**Source data**
------------------------------------
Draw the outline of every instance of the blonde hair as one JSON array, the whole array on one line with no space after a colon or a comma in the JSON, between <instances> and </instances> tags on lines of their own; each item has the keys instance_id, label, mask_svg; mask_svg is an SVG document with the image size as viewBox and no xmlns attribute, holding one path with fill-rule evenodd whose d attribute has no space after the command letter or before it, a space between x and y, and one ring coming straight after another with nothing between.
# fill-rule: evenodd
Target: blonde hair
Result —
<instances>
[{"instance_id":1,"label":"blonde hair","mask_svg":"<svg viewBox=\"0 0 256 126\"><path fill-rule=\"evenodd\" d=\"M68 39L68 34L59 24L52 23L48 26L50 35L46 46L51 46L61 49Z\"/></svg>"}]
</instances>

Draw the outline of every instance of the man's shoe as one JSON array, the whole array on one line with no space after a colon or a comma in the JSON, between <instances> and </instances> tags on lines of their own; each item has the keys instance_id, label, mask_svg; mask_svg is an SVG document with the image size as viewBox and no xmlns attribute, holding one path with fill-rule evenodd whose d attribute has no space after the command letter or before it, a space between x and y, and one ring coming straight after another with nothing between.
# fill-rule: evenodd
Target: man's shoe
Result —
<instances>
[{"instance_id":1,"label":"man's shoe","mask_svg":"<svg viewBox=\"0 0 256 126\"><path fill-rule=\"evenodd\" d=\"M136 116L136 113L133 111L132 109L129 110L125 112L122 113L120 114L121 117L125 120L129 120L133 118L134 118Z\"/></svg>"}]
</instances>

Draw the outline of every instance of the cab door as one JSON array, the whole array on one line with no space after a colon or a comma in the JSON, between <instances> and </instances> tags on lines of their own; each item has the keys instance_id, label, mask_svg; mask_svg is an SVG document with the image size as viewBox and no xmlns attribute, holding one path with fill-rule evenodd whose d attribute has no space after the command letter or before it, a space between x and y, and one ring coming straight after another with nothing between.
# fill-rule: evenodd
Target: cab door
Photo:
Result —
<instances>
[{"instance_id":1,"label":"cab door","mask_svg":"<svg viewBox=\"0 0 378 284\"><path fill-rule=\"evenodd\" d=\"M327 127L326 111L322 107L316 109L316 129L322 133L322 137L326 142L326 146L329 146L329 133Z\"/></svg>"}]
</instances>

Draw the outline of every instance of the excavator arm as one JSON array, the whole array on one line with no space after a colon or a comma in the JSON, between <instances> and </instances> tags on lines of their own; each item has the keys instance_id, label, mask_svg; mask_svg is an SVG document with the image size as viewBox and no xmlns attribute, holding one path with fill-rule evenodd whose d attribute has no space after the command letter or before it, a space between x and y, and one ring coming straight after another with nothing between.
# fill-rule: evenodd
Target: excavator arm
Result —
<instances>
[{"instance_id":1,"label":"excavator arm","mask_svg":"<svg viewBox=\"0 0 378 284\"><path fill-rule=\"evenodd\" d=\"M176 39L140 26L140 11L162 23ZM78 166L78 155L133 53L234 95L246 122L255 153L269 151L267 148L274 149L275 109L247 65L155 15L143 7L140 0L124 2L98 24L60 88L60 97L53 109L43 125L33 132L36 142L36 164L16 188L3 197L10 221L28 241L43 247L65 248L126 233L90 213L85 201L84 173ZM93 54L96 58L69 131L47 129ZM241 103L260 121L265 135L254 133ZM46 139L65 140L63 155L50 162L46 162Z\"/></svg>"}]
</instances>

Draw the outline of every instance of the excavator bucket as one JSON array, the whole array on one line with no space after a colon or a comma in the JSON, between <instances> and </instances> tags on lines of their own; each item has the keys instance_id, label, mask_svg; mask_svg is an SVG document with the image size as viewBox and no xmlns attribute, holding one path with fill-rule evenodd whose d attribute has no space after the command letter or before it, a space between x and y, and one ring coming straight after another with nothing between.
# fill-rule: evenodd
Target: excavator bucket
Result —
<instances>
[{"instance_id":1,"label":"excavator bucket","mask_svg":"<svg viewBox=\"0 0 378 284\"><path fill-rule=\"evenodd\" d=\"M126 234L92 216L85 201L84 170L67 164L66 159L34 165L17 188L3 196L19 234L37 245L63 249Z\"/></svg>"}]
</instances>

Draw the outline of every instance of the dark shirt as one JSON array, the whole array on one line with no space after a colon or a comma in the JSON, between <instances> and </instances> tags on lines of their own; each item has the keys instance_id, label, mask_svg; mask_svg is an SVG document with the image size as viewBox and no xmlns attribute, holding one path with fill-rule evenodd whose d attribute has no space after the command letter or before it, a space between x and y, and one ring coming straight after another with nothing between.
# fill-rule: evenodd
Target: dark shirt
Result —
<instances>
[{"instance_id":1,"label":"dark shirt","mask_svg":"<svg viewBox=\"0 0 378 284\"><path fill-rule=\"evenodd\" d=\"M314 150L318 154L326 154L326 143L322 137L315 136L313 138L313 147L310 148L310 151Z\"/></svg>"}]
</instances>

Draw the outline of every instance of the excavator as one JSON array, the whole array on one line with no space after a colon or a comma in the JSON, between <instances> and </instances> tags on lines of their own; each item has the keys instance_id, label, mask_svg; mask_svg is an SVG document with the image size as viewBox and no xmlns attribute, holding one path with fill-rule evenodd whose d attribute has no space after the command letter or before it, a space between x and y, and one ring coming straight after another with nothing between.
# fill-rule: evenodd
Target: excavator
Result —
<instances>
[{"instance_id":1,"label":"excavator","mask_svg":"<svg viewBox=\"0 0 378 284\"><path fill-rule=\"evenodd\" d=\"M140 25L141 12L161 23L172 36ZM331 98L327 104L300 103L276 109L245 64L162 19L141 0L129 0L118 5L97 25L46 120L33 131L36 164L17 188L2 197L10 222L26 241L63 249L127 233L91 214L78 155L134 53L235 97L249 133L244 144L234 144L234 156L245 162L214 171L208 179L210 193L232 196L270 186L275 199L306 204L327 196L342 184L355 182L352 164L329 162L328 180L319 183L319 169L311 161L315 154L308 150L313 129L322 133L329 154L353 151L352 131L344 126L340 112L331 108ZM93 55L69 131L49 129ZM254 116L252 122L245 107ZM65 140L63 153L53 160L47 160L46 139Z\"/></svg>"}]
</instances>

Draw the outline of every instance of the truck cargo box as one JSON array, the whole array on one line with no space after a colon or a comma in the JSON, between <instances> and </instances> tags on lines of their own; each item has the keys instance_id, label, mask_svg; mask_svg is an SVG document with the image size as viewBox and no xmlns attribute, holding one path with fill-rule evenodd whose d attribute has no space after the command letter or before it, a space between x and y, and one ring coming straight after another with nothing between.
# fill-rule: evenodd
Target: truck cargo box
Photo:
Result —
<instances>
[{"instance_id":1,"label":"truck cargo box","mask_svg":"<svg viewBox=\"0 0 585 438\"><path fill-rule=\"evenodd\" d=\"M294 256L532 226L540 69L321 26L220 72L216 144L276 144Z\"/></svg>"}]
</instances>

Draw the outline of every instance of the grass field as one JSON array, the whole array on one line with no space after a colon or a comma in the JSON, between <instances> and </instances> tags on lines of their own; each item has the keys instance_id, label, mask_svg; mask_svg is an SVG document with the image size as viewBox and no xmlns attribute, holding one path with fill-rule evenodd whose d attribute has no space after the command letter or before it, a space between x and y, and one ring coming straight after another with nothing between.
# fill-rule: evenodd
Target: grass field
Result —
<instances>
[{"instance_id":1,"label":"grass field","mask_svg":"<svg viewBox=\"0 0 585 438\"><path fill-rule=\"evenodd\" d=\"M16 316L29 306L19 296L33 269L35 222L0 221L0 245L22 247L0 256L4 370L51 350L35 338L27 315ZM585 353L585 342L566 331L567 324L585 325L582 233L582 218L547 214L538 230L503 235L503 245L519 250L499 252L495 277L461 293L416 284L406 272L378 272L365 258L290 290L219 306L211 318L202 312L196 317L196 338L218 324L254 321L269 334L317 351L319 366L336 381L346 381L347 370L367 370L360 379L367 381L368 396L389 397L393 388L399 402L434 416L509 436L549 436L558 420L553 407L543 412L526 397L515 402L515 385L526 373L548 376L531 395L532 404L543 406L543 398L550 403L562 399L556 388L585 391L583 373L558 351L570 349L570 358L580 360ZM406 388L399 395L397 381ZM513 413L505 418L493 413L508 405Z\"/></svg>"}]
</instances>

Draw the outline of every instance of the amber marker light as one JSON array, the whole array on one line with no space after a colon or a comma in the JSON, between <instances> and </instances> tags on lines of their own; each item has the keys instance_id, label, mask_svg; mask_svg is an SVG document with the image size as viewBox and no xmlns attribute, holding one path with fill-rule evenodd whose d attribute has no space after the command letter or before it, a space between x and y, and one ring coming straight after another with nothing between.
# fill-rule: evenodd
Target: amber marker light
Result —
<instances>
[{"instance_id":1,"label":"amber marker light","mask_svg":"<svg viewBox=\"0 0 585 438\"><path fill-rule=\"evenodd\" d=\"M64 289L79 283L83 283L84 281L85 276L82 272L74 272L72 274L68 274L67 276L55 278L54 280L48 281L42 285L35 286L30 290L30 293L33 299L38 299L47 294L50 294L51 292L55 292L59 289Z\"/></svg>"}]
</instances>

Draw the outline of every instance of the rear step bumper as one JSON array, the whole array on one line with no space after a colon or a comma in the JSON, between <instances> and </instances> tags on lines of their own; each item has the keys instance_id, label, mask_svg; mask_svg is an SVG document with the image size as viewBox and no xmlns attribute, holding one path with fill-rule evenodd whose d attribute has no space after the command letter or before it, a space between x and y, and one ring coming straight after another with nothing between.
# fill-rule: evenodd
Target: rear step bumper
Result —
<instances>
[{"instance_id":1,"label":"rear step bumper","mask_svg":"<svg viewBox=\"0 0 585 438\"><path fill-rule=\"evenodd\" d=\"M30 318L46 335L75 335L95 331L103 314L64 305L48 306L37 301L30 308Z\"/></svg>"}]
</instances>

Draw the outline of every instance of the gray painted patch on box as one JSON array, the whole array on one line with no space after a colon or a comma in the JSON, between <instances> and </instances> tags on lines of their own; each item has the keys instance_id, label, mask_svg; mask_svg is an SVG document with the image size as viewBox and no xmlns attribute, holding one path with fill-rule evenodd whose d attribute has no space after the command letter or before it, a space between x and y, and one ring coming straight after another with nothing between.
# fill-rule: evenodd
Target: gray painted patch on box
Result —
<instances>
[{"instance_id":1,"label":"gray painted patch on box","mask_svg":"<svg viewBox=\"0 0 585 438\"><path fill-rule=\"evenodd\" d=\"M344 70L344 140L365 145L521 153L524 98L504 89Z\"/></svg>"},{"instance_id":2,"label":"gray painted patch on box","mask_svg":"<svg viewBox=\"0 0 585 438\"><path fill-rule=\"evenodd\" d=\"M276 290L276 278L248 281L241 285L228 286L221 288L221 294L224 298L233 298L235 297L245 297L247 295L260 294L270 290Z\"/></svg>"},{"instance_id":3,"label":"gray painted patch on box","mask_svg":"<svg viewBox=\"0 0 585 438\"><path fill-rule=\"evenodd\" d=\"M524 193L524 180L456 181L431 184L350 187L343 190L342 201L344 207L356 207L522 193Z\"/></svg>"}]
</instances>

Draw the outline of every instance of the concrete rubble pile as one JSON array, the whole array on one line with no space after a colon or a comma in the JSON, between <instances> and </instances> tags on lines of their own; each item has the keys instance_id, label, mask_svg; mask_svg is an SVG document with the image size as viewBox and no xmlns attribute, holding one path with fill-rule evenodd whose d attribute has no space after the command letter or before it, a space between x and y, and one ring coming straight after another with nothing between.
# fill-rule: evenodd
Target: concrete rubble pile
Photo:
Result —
------------------------------------
Pull out every line of the material above that contains the string "amber". Case counts.

**Full solution**
Draw the outline of every instance of the amber marker light as one JSON array, the whole array on one line with no space after a colon or a comma in the JSON, between <instances> and </instances> tags on lines of their own; each item has the keys instance_id, label, mask_svg; mask_svg is an SVG document with the image size as viewBox and no xmlns attribute, holding one path with fill-rule evenodd whose d attribute has no space after the command letter or before it, a space between x and y, and one ring coming straight after another with nothing between.
Target: amber marker light
[{"instance_id":1,"label":"amber marker light","mask_svg":"<svg viewBox=\"0 0 585 438\"><path fill-rule=\"evenodd\" d=\"M64 289L79 283L83 283L84 281L85 276L82 272L74 272L72 274L68 274L67 276L55 278L54 280L48 281L42 285L35 286L30 290L30 293L33 299L38 299L47 294L50 294L51 292L55 292L59 289Z\"/></svg>"}]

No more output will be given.